ACTION ITEM: According to the prostate cancer passage, why does a raised PSA not on its own show that a man has prostate cancer?

PASSAGE PROVIDED:

::::

Symptoms
Early prostate cancer can cause problems with passing urine with reduce urinary flow rate, urinary frequency and getting up more at night to pass urine. Prostate cancer can also cause blood in the urine and blood in the ejaculate. More advanced prostate cancer can cause other symptoms such as fatigue, bone pain especially back pain and anaemia.
Diagnosis
Prostate cancer is most often diagnosed on the basis of a raised PSA. PSA is a blood test that looks at the level of prostate specific antigen in the blood. PSA is an enzyme made by the prostate and therefore is present in all man who have not had their prostate removed. The problem is that PSA is not specific to prostate cancer and can be raised for other reasons such as benign prostate enlargement or infection and inflammation. PSA also goes up as we get older and therefore PSA must be related to age and also to the size of your prostate. The variations on PSA which make it more accurate or useful to interpret such as PSA density and free to total PSA ratios. If you do have a raised PSA you will need further investigations. In the first place, you would need a prostate rectal examination by your doctor. Following on from this, if there is felt to be concern about prostate cancer these days you are most likely to undergo a multi-parametric MRI scan of the prostate (MPMRI). The MRI scan cannot diagnose prostate cancer but can look at the whole prostate gland to see areas of abnormality which should then be biopsied. If there are no areas of abnormality then this is very reassuring. Unfortunately, neither PSA or MRI are fool proof and can still miss some cancers. If the MRI highlights some areas of concern then you will need to undergo a prostate biopsy to make a diagnosis. Biopsies are performed using small needles that take samples from the prostate. These can either be done through a trans-rectal approach where the needles are put through your back passage or through a trans-perineal approach where the needles are put through the perineum. Trans-rectal biopsy can be done under local anaesthetic and are therefore quicker and easier but trans-perineal biopsies have a lower risk of infection. More and more these days we are moving to MRI fusion biopsies of the prostate which involves combining the MRI images on to the ultrasound screen and allowing targeted biopsies of the specific abnormal areas of the prostate. This is usually done using fewer biopsies through the trans-rectal route.

::::

(Records from a data source)

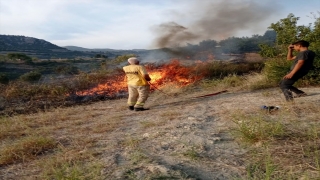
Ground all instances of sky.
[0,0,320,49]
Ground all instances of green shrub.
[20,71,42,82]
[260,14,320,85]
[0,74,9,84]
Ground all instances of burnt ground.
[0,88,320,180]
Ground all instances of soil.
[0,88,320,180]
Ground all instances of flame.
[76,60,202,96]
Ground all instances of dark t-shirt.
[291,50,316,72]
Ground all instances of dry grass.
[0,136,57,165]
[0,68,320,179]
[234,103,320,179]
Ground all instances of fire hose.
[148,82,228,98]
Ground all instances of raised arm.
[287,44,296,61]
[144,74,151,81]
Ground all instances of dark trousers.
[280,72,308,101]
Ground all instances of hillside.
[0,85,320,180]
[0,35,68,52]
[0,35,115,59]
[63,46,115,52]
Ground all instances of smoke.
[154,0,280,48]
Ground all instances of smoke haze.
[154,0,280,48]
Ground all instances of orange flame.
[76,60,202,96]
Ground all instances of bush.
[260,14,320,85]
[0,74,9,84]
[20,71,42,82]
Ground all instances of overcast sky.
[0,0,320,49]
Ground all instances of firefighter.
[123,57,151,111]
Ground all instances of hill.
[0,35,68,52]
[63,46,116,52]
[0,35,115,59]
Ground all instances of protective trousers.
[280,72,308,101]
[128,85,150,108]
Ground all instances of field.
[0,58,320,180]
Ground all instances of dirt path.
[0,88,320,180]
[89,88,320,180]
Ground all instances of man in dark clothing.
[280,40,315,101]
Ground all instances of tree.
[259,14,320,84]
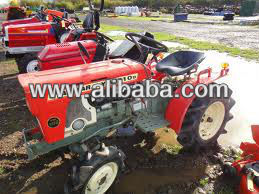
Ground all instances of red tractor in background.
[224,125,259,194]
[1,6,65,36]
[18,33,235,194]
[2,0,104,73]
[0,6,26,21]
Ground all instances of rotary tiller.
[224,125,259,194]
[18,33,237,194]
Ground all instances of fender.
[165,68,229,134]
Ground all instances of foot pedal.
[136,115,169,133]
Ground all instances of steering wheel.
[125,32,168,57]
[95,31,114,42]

::::

SOLUTION FOR THIS PROBLEM: PSA is not specific to prostate cancer. It can be raised for other reasons, such as benign prostate enlargement, infection or inflammation. PSA also goes up with age. A raised PSA therefore leads to further investigations rather than a diagnosis.